## THE PROBLEM
Output the material below in its entirety, exactly as given.

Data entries
▬▬▬
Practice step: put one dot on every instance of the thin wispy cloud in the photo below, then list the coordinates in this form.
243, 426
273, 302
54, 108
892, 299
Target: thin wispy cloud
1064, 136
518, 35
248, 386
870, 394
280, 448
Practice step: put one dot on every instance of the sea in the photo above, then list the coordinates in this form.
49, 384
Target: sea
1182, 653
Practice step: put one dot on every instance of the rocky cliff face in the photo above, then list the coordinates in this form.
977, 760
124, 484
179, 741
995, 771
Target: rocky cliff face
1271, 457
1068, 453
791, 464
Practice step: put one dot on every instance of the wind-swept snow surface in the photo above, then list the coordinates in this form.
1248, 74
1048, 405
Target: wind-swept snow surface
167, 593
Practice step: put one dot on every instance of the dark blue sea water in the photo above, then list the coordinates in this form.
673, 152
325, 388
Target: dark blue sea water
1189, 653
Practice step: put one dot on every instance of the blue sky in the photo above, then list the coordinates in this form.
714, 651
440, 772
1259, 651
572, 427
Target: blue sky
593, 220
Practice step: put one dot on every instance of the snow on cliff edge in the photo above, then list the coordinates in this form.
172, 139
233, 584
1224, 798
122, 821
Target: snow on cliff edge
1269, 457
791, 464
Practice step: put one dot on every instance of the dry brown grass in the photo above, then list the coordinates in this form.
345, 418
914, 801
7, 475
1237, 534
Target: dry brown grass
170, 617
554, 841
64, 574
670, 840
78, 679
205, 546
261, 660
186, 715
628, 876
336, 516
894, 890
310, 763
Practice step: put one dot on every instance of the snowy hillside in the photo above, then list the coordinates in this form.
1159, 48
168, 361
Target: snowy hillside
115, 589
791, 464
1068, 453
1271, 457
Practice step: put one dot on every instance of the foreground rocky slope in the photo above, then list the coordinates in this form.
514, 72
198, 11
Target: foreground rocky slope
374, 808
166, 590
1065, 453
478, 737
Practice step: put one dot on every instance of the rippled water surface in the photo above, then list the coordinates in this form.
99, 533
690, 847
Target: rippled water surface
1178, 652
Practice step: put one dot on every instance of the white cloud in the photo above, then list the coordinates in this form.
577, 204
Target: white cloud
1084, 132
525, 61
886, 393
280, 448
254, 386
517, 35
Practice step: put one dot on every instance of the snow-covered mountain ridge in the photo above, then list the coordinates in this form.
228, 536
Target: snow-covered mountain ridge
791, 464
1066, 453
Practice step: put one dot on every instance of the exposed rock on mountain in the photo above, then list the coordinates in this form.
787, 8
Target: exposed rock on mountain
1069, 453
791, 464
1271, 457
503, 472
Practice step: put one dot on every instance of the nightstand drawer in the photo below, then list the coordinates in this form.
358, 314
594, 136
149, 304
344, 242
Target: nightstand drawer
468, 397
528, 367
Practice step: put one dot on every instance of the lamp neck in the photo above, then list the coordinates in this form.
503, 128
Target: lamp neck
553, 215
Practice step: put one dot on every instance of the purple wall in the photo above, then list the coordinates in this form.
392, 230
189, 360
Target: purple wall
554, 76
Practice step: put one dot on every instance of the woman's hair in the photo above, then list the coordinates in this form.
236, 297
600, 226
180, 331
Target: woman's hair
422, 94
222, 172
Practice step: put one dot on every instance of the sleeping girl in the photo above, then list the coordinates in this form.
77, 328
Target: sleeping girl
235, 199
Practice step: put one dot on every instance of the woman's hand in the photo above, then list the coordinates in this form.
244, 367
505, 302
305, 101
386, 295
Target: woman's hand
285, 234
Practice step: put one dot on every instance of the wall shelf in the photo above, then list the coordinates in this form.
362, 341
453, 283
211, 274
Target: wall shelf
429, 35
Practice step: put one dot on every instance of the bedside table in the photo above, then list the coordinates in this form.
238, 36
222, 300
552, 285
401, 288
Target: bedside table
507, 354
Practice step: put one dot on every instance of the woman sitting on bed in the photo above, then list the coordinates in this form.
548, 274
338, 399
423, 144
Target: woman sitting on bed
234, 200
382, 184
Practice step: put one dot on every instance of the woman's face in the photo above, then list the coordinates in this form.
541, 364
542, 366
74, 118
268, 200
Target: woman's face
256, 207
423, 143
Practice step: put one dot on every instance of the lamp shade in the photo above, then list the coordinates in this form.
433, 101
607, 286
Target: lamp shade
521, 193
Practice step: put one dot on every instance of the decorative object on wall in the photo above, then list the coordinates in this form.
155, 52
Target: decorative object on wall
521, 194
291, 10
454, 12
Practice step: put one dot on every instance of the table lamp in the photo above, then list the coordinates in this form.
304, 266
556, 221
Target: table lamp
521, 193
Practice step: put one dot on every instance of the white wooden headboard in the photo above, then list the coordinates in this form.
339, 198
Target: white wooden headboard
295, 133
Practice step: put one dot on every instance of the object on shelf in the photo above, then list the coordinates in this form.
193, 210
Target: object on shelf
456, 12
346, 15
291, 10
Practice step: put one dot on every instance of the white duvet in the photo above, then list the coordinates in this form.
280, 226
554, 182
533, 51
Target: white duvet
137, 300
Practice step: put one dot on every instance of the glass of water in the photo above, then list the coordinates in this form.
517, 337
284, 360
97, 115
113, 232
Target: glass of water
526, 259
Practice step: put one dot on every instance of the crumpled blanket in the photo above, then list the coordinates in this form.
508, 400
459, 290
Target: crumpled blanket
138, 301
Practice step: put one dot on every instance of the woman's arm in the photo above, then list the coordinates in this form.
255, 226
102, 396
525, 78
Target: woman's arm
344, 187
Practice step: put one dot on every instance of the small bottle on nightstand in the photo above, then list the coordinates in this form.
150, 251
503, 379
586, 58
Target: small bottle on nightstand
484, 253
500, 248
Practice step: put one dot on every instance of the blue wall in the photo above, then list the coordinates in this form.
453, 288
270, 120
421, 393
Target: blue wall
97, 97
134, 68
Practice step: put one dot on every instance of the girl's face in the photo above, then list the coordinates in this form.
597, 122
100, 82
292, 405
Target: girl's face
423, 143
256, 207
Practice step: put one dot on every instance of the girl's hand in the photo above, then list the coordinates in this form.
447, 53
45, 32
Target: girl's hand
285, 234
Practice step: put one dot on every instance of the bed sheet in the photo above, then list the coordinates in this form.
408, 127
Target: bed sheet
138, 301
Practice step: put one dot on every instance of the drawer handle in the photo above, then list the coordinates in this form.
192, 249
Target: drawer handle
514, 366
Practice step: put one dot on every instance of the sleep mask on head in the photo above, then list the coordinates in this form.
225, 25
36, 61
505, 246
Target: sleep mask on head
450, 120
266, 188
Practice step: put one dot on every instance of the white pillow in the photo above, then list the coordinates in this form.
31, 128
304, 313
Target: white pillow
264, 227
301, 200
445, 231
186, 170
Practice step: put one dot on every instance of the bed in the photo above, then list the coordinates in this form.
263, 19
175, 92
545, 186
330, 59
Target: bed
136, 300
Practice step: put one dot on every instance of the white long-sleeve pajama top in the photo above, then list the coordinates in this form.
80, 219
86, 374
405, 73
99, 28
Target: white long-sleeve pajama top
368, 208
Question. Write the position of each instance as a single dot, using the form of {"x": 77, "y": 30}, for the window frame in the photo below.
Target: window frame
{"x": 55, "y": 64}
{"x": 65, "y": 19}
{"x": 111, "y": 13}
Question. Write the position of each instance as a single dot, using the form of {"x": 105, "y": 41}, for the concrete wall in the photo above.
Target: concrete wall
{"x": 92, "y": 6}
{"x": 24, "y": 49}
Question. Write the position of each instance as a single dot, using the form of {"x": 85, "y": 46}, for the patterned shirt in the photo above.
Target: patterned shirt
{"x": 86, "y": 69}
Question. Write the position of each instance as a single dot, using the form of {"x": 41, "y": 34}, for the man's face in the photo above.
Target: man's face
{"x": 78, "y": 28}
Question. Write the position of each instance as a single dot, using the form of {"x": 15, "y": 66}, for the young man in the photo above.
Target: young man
▬▬▬
## COMPLETED EXERCISE
Practice step: put one dot on every instance of the thin wispy cloud in the photo below, then list the coordinates in this form.
243, 426
273, 302
54, 108
892, 299
Target: thin wispy cloud
1064, 136
518, 35
248, 386
870, 394
280, 448
Practice step: put one dot on every instance of the sea in the photo above, then list the coordinates in this form.
49, 384
Target: sea
1182, 653
Practice step: put one dot on every instance of the rocky cliff face in the photo above, then list the coordinates in this form.
977, 760
124, 484
179, 741
995, 771
Target: rocky cliff face
1271, 457
1068, 453
791, 464
Practice step: put one dot on every instance of the wind-swept snow surface in the photo above, then list the coordinates in this form.
1248, 74
1048, 405
Target: wind-swept snow surface
167, 593
Practice step: put one dot on every instance of the dark blue sea water in the photo above, then list the coordinates in this form.
673, 152
325, 388
Target: dark blue sea water
1189, 653
Practice step: put one dot on every instance of the blue sky in the photo above, then list the coordinates in this form.
714, 651
440, 772
1259, 651
572, 427
Target: blue sky
593, 220
Practice step: put one dot on every instance of the snow on cliff edge in the photo above, then list the coordinates in this form.
172, 139
233, 584
1224, 798
122, 821
Target: snow on cliff edge
1269, 457
791, 464
Practice step: put one dot on every instance of the dry brown grass in the photo above, then list the coordinates in this form.
345, 418
914, 801
7, 475
1237, 534
Target: dry brown grass
170, 617
554, 841
64, 574
670, 840
78, 679
205, 546
261, 660
186, 715
628, 876
336, 516
894, 890
310, 763
Practice step: put one dot on every instance of the snowy hillside in the photo above, then list the coordinates in this form.
1159, 48
168, 361
Target: snowy hillside
115, 589
791, 464
1068, 453
1271, 457
Practice step: put one dot on every instance of the foreground rocky slope in the photo above, then list the coordinates in this form.
514, 72
198, 11
Target: foreground rocky slope
374, 808
166, 590
1065, 453
478, 737
Practice step: put one dot on every instance of the rippled water surface in the photo above, then list the coordinates in this form.
99, 533
690, 847
Target: rippled water surface
1178, 652
Practice step: put one dot on every instance of the white cloud in the photo above, then list the coordinates in this form.
577, 204
Target: white cloud
1084, 132
525, 61
886, 393
280, 448
254, 386
517, 35
Practice step: put one dot on every instance of the snow-covered mountain ridge in the photo above, then list the coordinates in this form.
228, 536
Target: snow-covered mountain ridge
791, 464
1066, 453
Practice step: put one dot on every instance of the exposed rock on mountain in the photo above, then list the coordinates in this form.
787, 8
Target: exposed rock on mountain
1069, 453
791, 464
1271, 457
503, 472
Practice step: put one dot on every instance of the nightstand drawer in the photo below, then list the coordinates in this form.
358, 314
594, 136
149, 304
344, 242
Target: nightstand drawer
468, 397
528, 367
Practice step: put one dot on every instance of the lamp neck in the photo above, then list the coordinates in this form.
503, 128
Target: lamp neck
553, 215
Practice step: put one dot on every instance of the purple wall in the photo above, then list the coordinates in this form.
392, 230
189, 360
Target: purple wall
554, 76
Practice step: put one dot on every instance of the woman's hair in the photo above, then list the coordinates in this form.
236, 297
600, 226
180, 331
Target: woman's hair
422, 94
222, 172
Practice step: put one dot on every instance of the sleeping girl in the photo above, then list the coordinates in this form.
77, 328
Target: sleeping girl
235, 199
Practice step: put one dot on every instance of the woman's hand in the photo above, then list the coordinates in this form.
244, 367
505, 302
305, 101
386, 295
Target: woman's hand
285, 234
Practice step: put one dot on every instance of the wall shelf in the photo above, then list the coordinates in this form.
362, 341
453, 283
211, 274
Target: wall shelf
429, 35
Practice step: put one dot on every instance of the bedside table in the photo above, then list the coordinates in this form.
238, 36
222, 300
552, 285
401, 288
Target: bedside table
507, 354
Practice step: put one dot on every instance of the woman sitting on bed in the photo above, then list the coordinates in this form.
548, 274
338, 399
423, 144
Target: woman sitting on bed
234, 200
382, 184
Practice step: put one dot on every instance of the woman's face in the photo above, then list the coordinates in this form.
541, 364
542, 366
74, 118
268, 200
Target: woman's face
256, 207
423, 143
Practice step: put one dot on every instance of the lamp shade in the photo above, then list the coordinates in this form.
433, 101
607, 286
Target: lamp shade
521, 193
Practice step: put one dot on every instance of the decorative object on wall in the photo above, then list the coordinates in this form.
155, 52
Target: decorative object on wall
521, 194
291, 10
454, 12
Practice step: put one dot on every instance of the table lamp in the photo above, then list the coordinates in this form.
304, 266
556, 221
Target: table lamp
521, 193
Practice step: put one dot on every instance of the white wooden headboard in the photo above, then list the coordinates in this form.
339, 198
Target: white wooden headboard
295, 133
Practice step: put one dot on every instance of the object on shelf in the photo above, then list the coordinates in this form.
193, 210
Target: object on shelf
456, 12
346, 15
291, 10
Practice step: put one dot on every instance of the white duvet in the photo above, then list the coordinates in this form.
280, 226
554, 182
533, 51
Target: white duvet
137, 300
Practice step: put one dot on every instance of the glass of water in the photo above, then list the coordinates in this form.
517, 337
284, 360
97, 115
113, 232
Target: glass of water
526, 259
Practice step: put one dot on every instance of the crumpled blanket in the photo above, then list the coordinates in this form.
508, 400
459, 290
Target: crumpled blanket
138, 301
Practice step: put one dot on every instance of the woman's arm in the photo above, then list the coordinates in this form.
255, 226
102, 396
525, 78
Target: woman's arm
344, 187
Practice step: put one dot on every instance of the small bottle on nightstand in the photo above, then list the coordinates in this form.
150, 251
503, 379
586, 58
Target: small bottle on nightstand
484, 253
500, 248
Practice step: put one dot on every instance of the blue wall in the photo above, then list the coordinates in this form.
453, 288
270, 120
421, 393
Target: blue wall
97, 97
134, 68
Practice step: put one dot on every instance of the girl's face in the photo above, then list the coordinates in this form.
597, 122
100, 82
292, 405
Target: girl's face
423, 143
256, 207
Practice step: put one dot on every instance of the girl's hand in the photo above, then list the coordinates in this form.
447, 53
45, 32
Target: girl's hand
285, 234
Practice step: put one dot on every instance of the bed sheet in the photo above, then list the coordinates in this form.
408, 127
Target: bed sheet
138, 301
Practice step: put one dot on every instance of the drawer handle in the photo above, then list the coordinates in this form.
192, 249
Target: drawer handle
514, 366
Practice step: put one dot on every instance of the sleep mask on head in the photo above, then list the coordinates in this form.
225, 25
36, 61
505, 246
Target: sleep mask on head
450, 120
266, 188
Practice step: put one dot on every instance of the white pillow in the photo above, then list the coordinates in this form.
31, 128
304, 313
Target: white pillow
264, 227
301, 200
445, 231
186, 170
Practice step: put one dot on every instance of the bed in the photo above, then list the coordinates in this form.
263, 19
175, 92
545, 186
330, 59
Target: bed
136, 300
Practice step: put one dot on every instance of the white long-sleeve pajama top in the photo above, then list the coordinates in this form.
80, 219
86, 374
405, 73
99, 28
Target: white long-sleeve pajama top
368, 208
Question. Write the position of each instance as a single dot, using the form of {"x": 77, "y": 30}, for the window frame in the photo below.
Target: window frame
{"x": 55, "y": 64}
{"x": 65, "y": 19}
{"x": 111, "y": 13}
Question. Write the position of each instance as a single dot, using the form of {"x": 105, "y": 41}, for the concrete wall in the photo above.
Target: concrete wall
{"x": 92, "y": 6}
{"x": 24, "y": 49}
Question. Write the position of each instance as a single dot, using the form of {"x": 85, "y": 46}, for the patterned shirt in the photo above.
Target: patterned shirt
{"x": 86, "y": 69}
Question. Write the position of each instance as a single dot, using the form of {"x": 41, "y": 34}, for the man's face in the photo above.
Target: man's face
{"x": 78, "y": 28}
Question. Write the position of each instance as a single dot, using the form of {"x": 15, "y": 66}, for the young man in the photo above.
Target: young man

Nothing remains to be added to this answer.